Text passage:
○ ○ ○ ○
If LinkedIn is a gauge for how writers feel about the future of the industry in the AI era, perhaps this job posting is telling: The San Francisco Standard is advertising a politics editor opening with a salary up to $170k/year. Only five people have clicked the “apply” button since it was posted a week ago. In contrast, AI startup postings hit “over 100 people have clicked apply” status in hours, or even minutes.

Professional discourse is pulsing with the phrase: “AI won’t take your job. Someone who knows how to use AI will.” While that may be right, I prefer to daydream about a parallel universe where I was born in the sixties and started writing before computers posed as journalists.

I am not that averse to AI. I am one of the 800 million people who use ChatGPT. But I can’t say I love the direction it’s nudging the human race (with a few exceptions). That said, does anyone other than stock traders and tech CEOs actually love the AI boom?

Bubble or not, AI is here to stay — but to what degree is the question.

Exposing the AI writers

Stab Magazine recently published a great piece in which they highlighted how the surf industry is melting into a soul-less, homogenous personality with ChatGPT as its spokesperson. They pointed out how brands and media are blatantly using AI to spit out copy, and not doing a very good job at hiding it.

Even more worrisome, a Canadian media outlet recently uncovered a conspiracy where a fake author based in Nigeria — or perhaps a syndicate of AI-wielding con artists — had been successfully bypassing editorial filters and getting AI-generated articles with fictitious sources published on prominent sites like The Guardian.

And, if that wasn’t bad enough, new research has shown that we — even those who don’t use AI — are starting to talk more like ChatGPT. We are all starting to sound…the same.

Does this text scream AI to you? (No offense to the guys at YUTH magazine. I’ve met them and they’re cool. But they are on the receiving end of Stab’s AI report.)

Everyone is using AI

One of the comments on the Stab article made me laugh.

A reader wrote:

“Confessing to being an AI slop user/purveyor then decrying others doing the same thing is a fucking weird flex.”

The author in the story acknowledges in the first sentence that he uses ChatGPT for editing and ideas. The commenter seems to think that good journalists and writers dismiss AI tools, which is not the case. AI is quite handy for writers — if used wisely.

For example, ChatGPT is far better than Google Docs at spell check. It understands context. If you forget to add a zero to a numerical figure, or misspell your subject’s name, ChatGPT will politely point out: “Ummm, excuse me, are you sure about that number? It doesn’t really make sense. And you spelt this guy’s name X, but I am pretty sure you meant Y.”

*Checks notes* Fuck, ChatGPT is right.

It can do countless other useful tasks. Having trouble finding a synonym? A better transition between two paragraphs? Trim a title for SEO character limits without losing meaning? Chat (that’s what Gen Z calls it) has plenty of ideas.

But beware: AI has a propensity for being confidently wrong. I’ve asked it to help me with my research — say an athlete’s results at a specific location over a period of time, that would usually require scouring several web pages — and ChatGPT will give me a bogus answer. I know enough to recognize the mistake, and when I point it out to my chat bot buddy, it usually responds with something like, “Oops, you’re right. Let me try that again!”
○ ○ ○ ○
Data excerpt:

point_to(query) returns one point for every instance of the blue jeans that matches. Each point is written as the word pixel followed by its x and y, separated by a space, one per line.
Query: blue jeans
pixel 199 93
○ ○ ○ ○
Reproduce everything from "Bubble or not, AI" down to "to sound…the same." in the article on AI and writing, changing "spokesperson" to "mouthpiece".

Bubble or not, AI is here to stay — but to what degree is the question.

Exposing the AI writers

Stab Magazine recently published a great piece in which they highlighted how the surf industry is melting into a soul-less, homogenous personality with ChatGPT as its mouthpiece. They pointed out how brands and media are blatantly using AI to spit out copy, and not doing a very good job at hiding it.

Even more worrisome, a Canadian media outlet recently uncovered a conspiracy where a fake author based in Nigeria — or perhaps a syndicate of AI-wielding con artists — had been successfully bypassing editorial filters and getting AI-generated articles with fictitious sources published on prominent sites like The Guardian.

And, if that wasn’t bad enough, new research has shown that we — even those who don’t use AI — are starting to talk more like ChatGPT. We are all starting to sound…the same.